> Written request:
Update the stretch of the cruise review that opens with the words "We really like" and closes with "are being herded." by putting "drinks" in place of "cocktails", then give that stretch in full.

> Selected extract:

□ □ □ □ □ □ □

Sojourn's Alaska Route

Sunday, October 15, 2017

Final Thoughts on the Sojourn Alaska Cruise

We really like Seabourn. The Sojourn and her sisters are the perfect size. They are well laid out, the standard suites are very comfortable and, even before the refit, the Sojourn is in good repair. The passenger mix is very friendly so making friends for cocktails or dining is easy! The ships are small but you never feel you are in a crowd or are being herded.

The service both in the public areas and the suite is almost perfect! Only the last night’s dinner service was bad, as the timing of the courses was really off.

The food is very good, the steaks and lamb perfectly cooked and very tender each time we order. Dick says the fish is nicely done also. We eat breakfast every morning in the main dining room. One whole window side is used. Service is from 8 to 9:30AM. We go at various times from opening to closing. They use all the places in the first two sections every day and either reset those tables or use the third section also. No fewer than 40 to 50 people and as many as 75 to 100 come every day. There were many people on this cruise using the main dining room for breakfast. Though that has not been the case on some of our other cruises, we always eat breakfast in the main dining room. The only days it has ever been closed for us have been disembarkation days. Then we do room service.

□ □ □ □ □ □ □

> Given information:
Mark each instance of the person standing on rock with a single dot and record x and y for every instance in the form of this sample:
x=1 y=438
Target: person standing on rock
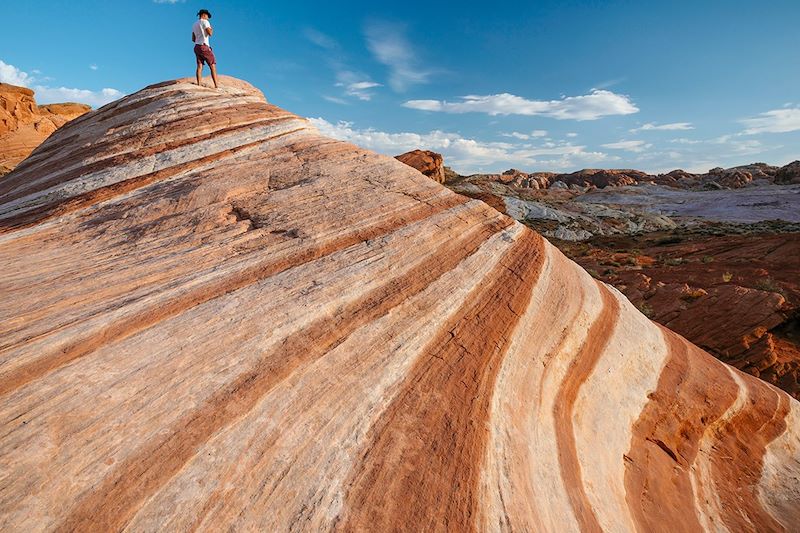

□ □ □ □ □ □ □

> Written answer:
We really like Seabourn. The Sojourn and her sisters are the perfect size. They are well laid out, the standard suites are very comfortable and, even before the refit, the Sojourn is in good repair. The passenger mix is very friendly so making friends for drinks or dining is easy! The ships are small but you never feel you are in a crowd or are being herded.